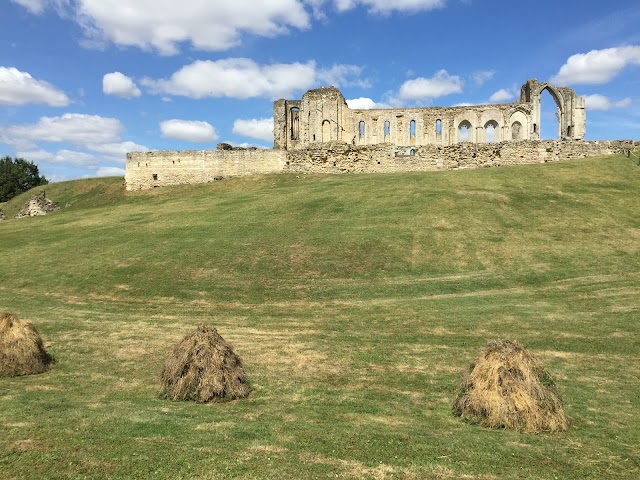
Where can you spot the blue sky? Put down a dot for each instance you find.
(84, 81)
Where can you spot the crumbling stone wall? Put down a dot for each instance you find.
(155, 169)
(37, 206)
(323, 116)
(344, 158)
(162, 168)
------------------------------------------------------------------------
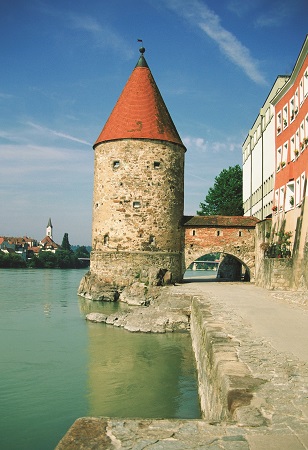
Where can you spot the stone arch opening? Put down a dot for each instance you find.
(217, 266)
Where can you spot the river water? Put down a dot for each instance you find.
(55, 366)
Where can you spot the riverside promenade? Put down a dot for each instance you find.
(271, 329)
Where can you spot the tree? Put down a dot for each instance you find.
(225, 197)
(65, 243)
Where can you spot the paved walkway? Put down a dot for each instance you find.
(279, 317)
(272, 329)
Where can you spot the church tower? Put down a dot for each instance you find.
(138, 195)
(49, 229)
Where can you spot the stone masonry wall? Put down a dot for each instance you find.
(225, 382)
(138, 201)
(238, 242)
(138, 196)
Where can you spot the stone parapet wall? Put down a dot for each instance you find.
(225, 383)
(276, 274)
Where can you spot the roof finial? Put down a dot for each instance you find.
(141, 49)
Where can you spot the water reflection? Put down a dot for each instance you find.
------------------------------------------------------------------------
> **GIVEN EXERCISE**:
Please set out the records as a numbered list, leaving out any blank lines. Begin at the line that has "Where can you spot the riverside" and stop after the line that has "Where can you spot the water", including both.

> **FULL OUTPUT**:
1. Where can you spot the riverside promenade? Put down a dot for each instance you find.
2. (271, 329)
3. Where can you spot the tree? Put down a dot for each instance you find.
4. (225, 197)
5. (65, 243)
6. Where can you spot the paved walkway? Put down a dot for each instance you find.
7. (279, 317)
8. (272, 329)
9. Where can you spot the church tower? Put down a dot for each instance you find.
10. (138, 195)
11. (49, 229)
12. Where can you spot the stone masonry wall? Put down a dot for each instance you find.
13. (225, 382)
14. (138, 201)
15. (238, 242)
16. (138, 196)
17. Where can you spot the stone parapet wall? Put down a dot for each instance you find.
18. (225, 383)
19. (276, 274)
20. Where can you spot the roof finial? Put down a dot for each instance you find.
21. (141, 49)
22. Where can you spot the water reflection? Put down a dot for each instance you find.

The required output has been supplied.